→ **Directions for this task**: Everything in the data that follows has to be repeated verbatim.

→ **Dataset**:
#####
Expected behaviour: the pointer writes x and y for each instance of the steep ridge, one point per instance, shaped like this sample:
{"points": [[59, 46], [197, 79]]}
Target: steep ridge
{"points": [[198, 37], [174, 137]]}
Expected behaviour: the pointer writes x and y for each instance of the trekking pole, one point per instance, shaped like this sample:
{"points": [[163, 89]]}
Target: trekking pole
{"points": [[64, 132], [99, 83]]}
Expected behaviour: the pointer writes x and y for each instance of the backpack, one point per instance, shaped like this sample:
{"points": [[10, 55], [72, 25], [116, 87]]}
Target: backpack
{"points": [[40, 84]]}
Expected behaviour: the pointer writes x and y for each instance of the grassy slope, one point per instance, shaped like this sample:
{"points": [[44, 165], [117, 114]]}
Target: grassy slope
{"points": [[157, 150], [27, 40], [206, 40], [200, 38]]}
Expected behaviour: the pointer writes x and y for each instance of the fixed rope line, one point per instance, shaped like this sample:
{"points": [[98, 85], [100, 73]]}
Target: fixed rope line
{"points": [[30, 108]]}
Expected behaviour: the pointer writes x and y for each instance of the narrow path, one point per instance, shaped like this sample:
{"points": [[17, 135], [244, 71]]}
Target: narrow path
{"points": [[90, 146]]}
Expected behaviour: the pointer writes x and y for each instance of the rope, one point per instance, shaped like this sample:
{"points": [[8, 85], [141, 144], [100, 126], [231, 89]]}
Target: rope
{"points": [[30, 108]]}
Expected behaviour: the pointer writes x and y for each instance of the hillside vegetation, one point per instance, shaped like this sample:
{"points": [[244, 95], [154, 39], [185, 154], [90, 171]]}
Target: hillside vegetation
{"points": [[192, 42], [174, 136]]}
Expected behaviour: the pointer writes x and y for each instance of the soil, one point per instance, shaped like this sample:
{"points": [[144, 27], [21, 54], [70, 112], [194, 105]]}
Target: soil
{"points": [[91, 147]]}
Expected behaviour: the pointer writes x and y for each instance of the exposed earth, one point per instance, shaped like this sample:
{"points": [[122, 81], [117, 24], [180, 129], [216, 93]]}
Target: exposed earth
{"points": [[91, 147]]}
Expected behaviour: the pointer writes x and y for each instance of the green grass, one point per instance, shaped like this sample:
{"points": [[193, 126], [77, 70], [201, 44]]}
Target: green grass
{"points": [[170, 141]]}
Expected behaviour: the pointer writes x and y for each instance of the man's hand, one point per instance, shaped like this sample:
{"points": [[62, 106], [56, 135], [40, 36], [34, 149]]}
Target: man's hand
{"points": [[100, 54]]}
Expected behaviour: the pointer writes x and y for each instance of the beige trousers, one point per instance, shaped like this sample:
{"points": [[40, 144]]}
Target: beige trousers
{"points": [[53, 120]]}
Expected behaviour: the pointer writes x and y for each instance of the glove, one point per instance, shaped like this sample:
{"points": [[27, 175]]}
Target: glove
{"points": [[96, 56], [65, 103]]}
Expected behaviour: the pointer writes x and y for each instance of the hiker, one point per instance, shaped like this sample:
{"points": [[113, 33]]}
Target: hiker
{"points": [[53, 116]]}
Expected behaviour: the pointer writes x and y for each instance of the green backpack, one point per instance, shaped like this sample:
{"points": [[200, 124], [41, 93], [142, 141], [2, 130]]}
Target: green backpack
#####
→ **Answer box**:
Expected behaviour: the pointer writes x and y for each instance of the steep ridge, one point per instance, shaped like this sample:
{"points": [[59, 46], [197, 79]]}
Target: steep ridge
{"points": [[198, 37], [174, 137]]}
Expected behaviour: the pointer writes x and y for each instance of the trekking pole, one point per instance, shaped like this sample:
{"points": [[163, 89]]}
Target: trekking pole
{"points": [[64, 132], [99, 83]]}
Expected behaviour: the pointer writes x and y for each instance of the backpack, one point per instance, shaped like this sample:
{"points": [[10, 55], [72, 25], [116, 87]]}
Target: backpack
{"points": [[40, 84]]}
Expected behaviour: the pointer writes x and y for each instance of the grassy slope, one point per instance, shaped like this sample:
{"points": [[44, 165], [117, 114]]}
Target: grassy slope
{"points": [[157, 150], [27, 40], [206, 40], [200, 38]]}
Expected behaviour: the pointer writes x and y for each instance of the fixed rope line, one point per instance, shaped like this sample:
{"points": [[98, 85], [100, 73]]}
Target: fixed rope line
{"points": [[30, 108]]}
Expected behaviour: the pointer writes x and y for each instance of the narrow path, one point per instance, shaped like this sample:
{"points": [[17, 135], [244, 71]]}
Target: narrow path
{"points": [[90, 146]]}
Expected behaviour: the pointer writes x and y for each instance of the rope, one point per instance, shaped like this sample:
{"points": [[8, 85], [141, 144], [100, 126], [231, 89]]}
Target: rope
{"points": [[30, 108]]}
Expected behaviour: the pointer writes x and y for each instance of the hillside vegetation, one point per instance, shaped like this sample:
{"points": [[244, 95], [154, 39], [185, 154], [90, 171]]}
Target: hillside vegetation
{"points": [[192, 42], [174, 136]]}
Expected behaviour: the pointer writes x and y for each instance of the soil, one point per instance, shaped like this sample:
{"points": [[144, 27], [21, 54], [70, 112], [194, 105]]}
Target: soil
{"points": [[91, 147]]}
Expected behaviour: the pointer writes x and y for each instance of the exposed earth, one point per instance, shaped like this sample:
{"points": [[122, 81], [117, 24], [180, 129], [216, 93]]}
Target: exposed earth
{"points": [[91, 147]]}
Expected behaviour: the pointer writes x and y for each instance of the green grass, one point per instance, shaped like this sample:
{"points": [[193, 126], [77, 70], [201, 44]]}
Target: green grass
{"points": [[170, 141]]}
Expected behaviour: the pointer writes x and y for each instance of the man's hand, one point per instance, shaped like this sample:
{"points": [[62, 106], [56, 135], [40, 36], [34, 149]]}
Target: man's hand
{"points": [[100, 54]]}
Expected behaviour: the pointer writes x and y for each instance of the beige trousers, one point per instance, shaped like this sample:
{"points": [[40, 144]]}
Target: beige trousers
{"points": [[53, 120]]}
Expected behaviour: the pointer writes x and y for each instance of the glove, one point per instance, shaped like this sample:
{"points": [[27, 175]]}
Target: glove
{"points": [[96, 56], [65, 103]]}
Expected behaviour: the pointer writes x and y for each instance of the hiker, one point per instance, shaped like this sample:
{"points": [[113, 33]]}
Target: hiker
{"points": [[53, 116]]}
Expected behaviour: the pointer writes x and y for each instance of the green backpack, one point per instance, shaped like this sample:
{"points": [[200, 124], [41, 93], [142, 141], [2, 130]]}
Target: green backpack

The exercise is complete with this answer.